## EXERCISE PROMPT:
Starting at the line that contains "Target: crouching woman" and continuing through the end of the records, write those lines again with "trace the outline" switched to "draw the boundary" and everything else left unchanged.

Region annotation entries:
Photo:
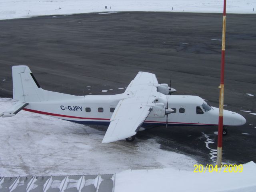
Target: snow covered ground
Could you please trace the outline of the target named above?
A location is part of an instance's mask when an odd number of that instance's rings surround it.
[[[223,2],[223,0],[0,0],[0,19],[104,11],[221,13]],[[256,13],[255,0],[227,2],[228,13]]]
[[[256,164],[244,165],[241,173],[195,173],[168,168],[127,170],[116,175],[115,191],[122,192],[256,191]]]
[[[0,112],[12,103],[10,99],[0,98]],[[0,176],[187,170],[196,163],[190,157],[160,149],[154,139],[102,144],[104,131],[23,110],[11,118],[0,118]]]

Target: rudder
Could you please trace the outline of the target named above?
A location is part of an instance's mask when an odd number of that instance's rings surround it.
[[[36,102],[44,100],[42,90],[27,66],[13,66],[13,99],[22,102]]]

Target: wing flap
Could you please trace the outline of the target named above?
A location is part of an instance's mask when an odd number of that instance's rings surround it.
[[[132,99],[119,102],[102,140],[108,143],[125,139],[135,135],[148,116],[152,107],[138,103],[131,103]]]

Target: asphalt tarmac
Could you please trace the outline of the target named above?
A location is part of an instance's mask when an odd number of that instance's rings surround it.
[[[0,97],[12,97],[11,66],[26,65],[43,88],[77,95],[121,93],[125,89],[118,88],[140,71],[155,74],[161,83],[169,83],[171,74],[174,94],[197,95],[218,107],[222,19],[217,14],[131,12],[0,20]],[[256,116],[240,111],[256,112],[255,23],[254,14],[227,16],[224,109],[247,120],[227,128],[223,158],[230,163],[256,162]],[[213,162],[217,130],[162,126],[137,137],[154,138],[162,149],[206,164]]]

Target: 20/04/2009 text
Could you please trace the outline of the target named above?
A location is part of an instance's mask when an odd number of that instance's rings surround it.
[[[203,165],[196,164],[194,166],[195,169],[194,172],[195,173],[205,173],[207,171],[210,173],[220,173],[223,170],[224,173],[241,173],[243,172],[243,165],[221,165],[221,167],[218,168],[217,165],[211,164],[206,165],[206,167],[204,167]]]

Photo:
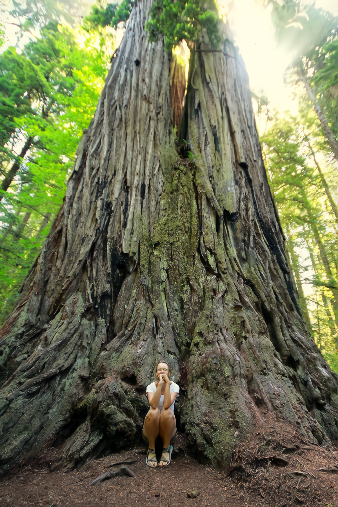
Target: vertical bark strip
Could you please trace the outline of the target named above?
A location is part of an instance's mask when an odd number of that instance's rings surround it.
[[[192,54],[186,157],[164,41],[144,30],[150,4],[133,8],[62,207],[1,332],[3,473],[55,439],[70,468],[138,440],[160,358],[201,460],[225,465],[267,414],[336,438],[336,376],[297,306],[243,64]]]
[[[323,113],[319,104],[316,100],[316,97],[311,89],[311,86],[308,83],[306,77],[303,75],[300,69],[299,69],[298,70],[300,79],[301,81],[302,81],[304,87],[308,92],[309,97],[311,102],[313,103],[314,111],[317,115],[318,120],[320,122],[322,128],[323,129],[323,132],[324,132],[324,135],[326,136],[332,151],[333,152],[334,156],[337,160],[338,160],[338,141],[336,141],[334,138],[334,135],[328,126],[328,123],[327,123],[327,120],[326,120],[325,115]]]

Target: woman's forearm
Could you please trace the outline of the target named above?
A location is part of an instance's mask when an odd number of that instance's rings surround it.
[[[170,382],[167,382],[164,389],[164,395],[163,398],[163,408],[170,408],[172,405],[172,397],[170,394]]]
[[[158,383],[157,386],[157,388],[156,389],[154,395],[151,399],[151,401],[149,402],[149,405],[151,407],[152,409],[157,408],[157,405],[158,405],[158,402],[160,401],[160,398],[161,397],[161,391],[162,390],[162,386],[163,384],[160,385],[160,383]]]

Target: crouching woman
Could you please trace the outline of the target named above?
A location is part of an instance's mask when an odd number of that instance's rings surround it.
[[[149,446],[146,461],[149,466],[166,466],[171,459],[173,446],[170,443],[176,433],[174,406],[180,388],[170,380],[171,374],[169,365],[163,361],[159,363],[156,372],[157,382],[147,386],[150,409],[144,420],[142,437]],[[159,434],[163,440],[163,451],[158,462],[155,441]]]

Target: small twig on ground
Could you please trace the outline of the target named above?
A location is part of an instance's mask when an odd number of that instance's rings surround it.
[[[94,479],[88,485],[88,487],[89,488],[91,486],[97,486],[98,484],[100,484],[103,481],[111,479],[112,477],[116,477],[118,475],[126,475],[129,477],[136,477],[132,470],[130,470],[128,466],[121,466],[120,468],[119,468],[118,470],[116,470],[115,472],[113,472],[110,470],[109,472],[106,472],[105,474],[103,474],[102,475],[99,476],[98,477],[96,477],[96,479]]]

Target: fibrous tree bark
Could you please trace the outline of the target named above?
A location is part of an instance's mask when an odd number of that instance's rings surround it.
[[[201,35],[179,145],[170,58],[144,28],[150,4],[133,8],[1,331],[3,472],[55,440],[70,467],[138,440],[161,358],[201,460],[226,465],[267,415],[336,438],[336,376],[296,300],[243,64]]]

## OUTPUT:
Target: crouching woman
Could you please draw the boundary of the target named above?
A location is part of an instance's mask when an odd number of that instance's rings surround it.
[[[149,446],[146,461],[149,466],[166,466],[171,459],[173,446],[170,443],[176,433],[174,406],[180,388],[170,380],[171,374],[169,365],[163,361],[159,363],[156,372],[157,382],[147,386],[150,409],[144,420],[142,437]],[[159,434],[163,440],[163,451],[158,462],[155,441]]]

Target: small twig on ground
Could you please draw the boundary of the target named above?
A location is part of an instance's mask when an odd number of that instance's rings surround it.
[[[94,479],[88,485],[88,487],[89,488],[91,486],[97,486],[98,484],[100,484],[103,481],[111,479],[112,477],[116,477],[118,475],[126,475],[129,477],[136,477],[132,470],[130,470],[128,466],[121,466],[120,468],[119,468],[118,470],[116,470],[115,472],[113,472],[110,470],[109,472],[106,472],[105,474],[103,474],[102,475],[99,476],[98,477],[96,477],[96,479]]]

Target: fibrous tree bark
Could you please draw the boundary of the target named above?
A location is part of an instance's mask when an odd number of that instance's rings surround it.
[[[201,35],[179,145],[170,58],[144,28],[150,4],[133,8],[1,331],[3,472],[55,440],[70,467],[138,440],[161,358],[201,460],[226,465],[267,415],[336,438],[336,376],[296,300],[243,64]]]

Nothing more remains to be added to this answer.